Objective 1:
Copy the listing that follows, everything from the line containing "the officer's raised" down to the end of the listing, with both of those ends included.

June 26, 2024

It’s Day 4 of our climbing course, following Day 3’s multi pitching at Castle Rock in Leavenworth, we’ve travelled to Mazama, WA to do some alpine climbing of South Early Winters Spire of the Liberty Bell Group. The hike to the base of the climb is about three miles with less than 2000 feet of gain, easy peasy right? Well, here is where Shiela and I went wrong. The night before while setting up our gear for the climb, we make the mistake of asking the guides what shoes they recommend. Everyone else in the group seems to be settled on wearing their approach shoes, until one of our guides says “if you really want good practice, you should wear your mountaineering boots.” Looking back, I’m not sure if that was earnest advice or if I just missed the sarcasm. But the next morning, there we were with our finest gigantic mountaineering boots adorning our poor, unsuspecting feet.

Our group made the hike out pretty fast as the weather report said there was a chance of storms in the afternoon, so we wanted to make sure to be down before they rolled in. But as the first two groups began their ascent I looked over to see an angry sky to the west, and it was approaching fast.

“It’s just a little cloudy!”

As the last member of the last rope team, I was still at the bottom when I felt the first sprinkles starting to land.

Jacket: Waterproof. Pants: Not so much.

Material to process:
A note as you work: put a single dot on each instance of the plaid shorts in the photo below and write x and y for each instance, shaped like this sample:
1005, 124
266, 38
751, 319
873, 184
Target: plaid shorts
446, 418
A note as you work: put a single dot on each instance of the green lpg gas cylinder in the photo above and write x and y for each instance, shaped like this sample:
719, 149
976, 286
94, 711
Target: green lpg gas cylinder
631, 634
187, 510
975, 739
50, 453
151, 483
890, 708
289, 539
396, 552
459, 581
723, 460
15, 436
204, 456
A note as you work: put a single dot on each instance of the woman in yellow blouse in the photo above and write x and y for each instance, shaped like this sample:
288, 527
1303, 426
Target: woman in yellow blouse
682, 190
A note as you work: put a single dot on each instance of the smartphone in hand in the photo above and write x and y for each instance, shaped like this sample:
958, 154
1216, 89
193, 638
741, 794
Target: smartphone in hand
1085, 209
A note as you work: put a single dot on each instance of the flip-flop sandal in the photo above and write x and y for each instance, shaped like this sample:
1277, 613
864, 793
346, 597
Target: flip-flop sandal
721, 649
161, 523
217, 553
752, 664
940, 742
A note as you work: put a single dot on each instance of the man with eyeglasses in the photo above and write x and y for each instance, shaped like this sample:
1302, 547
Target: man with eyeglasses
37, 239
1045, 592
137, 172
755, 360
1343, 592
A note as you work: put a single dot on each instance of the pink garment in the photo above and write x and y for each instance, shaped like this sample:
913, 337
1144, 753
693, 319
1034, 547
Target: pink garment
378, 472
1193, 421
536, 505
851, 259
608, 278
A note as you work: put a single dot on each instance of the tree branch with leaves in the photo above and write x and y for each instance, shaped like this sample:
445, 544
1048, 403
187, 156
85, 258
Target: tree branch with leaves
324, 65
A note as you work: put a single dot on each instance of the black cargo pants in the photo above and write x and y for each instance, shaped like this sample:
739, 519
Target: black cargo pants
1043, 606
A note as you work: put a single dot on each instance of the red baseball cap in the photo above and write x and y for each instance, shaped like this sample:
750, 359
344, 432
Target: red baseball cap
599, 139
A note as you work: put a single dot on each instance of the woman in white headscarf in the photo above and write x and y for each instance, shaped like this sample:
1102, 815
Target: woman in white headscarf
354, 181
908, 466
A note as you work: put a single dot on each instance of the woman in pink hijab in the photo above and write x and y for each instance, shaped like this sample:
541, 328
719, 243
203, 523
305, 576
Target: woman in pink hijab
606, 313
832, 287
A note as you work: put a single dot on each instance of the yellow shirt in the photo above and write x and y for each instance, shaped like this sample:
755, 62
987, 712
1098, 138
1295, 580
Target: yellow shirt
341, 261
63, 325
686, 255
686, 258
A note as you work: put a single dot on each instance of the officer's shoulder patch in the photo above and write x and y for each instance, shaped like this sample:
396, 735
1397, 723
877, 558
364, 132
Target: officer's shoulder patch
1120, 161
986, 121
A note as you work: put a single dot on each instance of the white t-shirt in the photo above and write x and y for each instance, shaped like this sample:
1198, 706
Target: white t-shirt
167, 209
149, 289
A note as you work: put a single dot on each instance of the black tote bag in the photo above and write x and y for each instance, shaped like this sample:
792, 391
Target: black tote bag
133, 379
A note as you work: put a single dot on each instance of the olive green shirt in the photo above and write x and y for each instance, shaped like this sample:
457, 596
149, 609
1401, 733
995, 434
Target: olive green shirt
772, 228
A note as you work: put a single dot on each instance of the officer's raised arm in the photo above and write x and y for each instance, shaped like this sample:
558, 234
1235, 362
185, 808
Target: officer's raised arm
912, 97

Objective 2:
Answer these about the climbing course account:
(a) How long is the hike to the base of the climb?
(b) Why did the group make the hike out fast?
(c) Which piece of the writer's clothing was waterproof?

Full solution 1:
A note as you work: put a single dot on each instance of the officer's raised arm in the photo above and write x and y for each instance, shaped like this sample:
558, 234
1235, 362
185, 808
Target: officer's raised arm
912, 97

Full solution 2:
(a) About three miles, with less than 2000 feet of gain.
(b) The weather report said there was a chance of storms in the afternoon, and they wanted to be down before those rolled in.
(c) The jacket.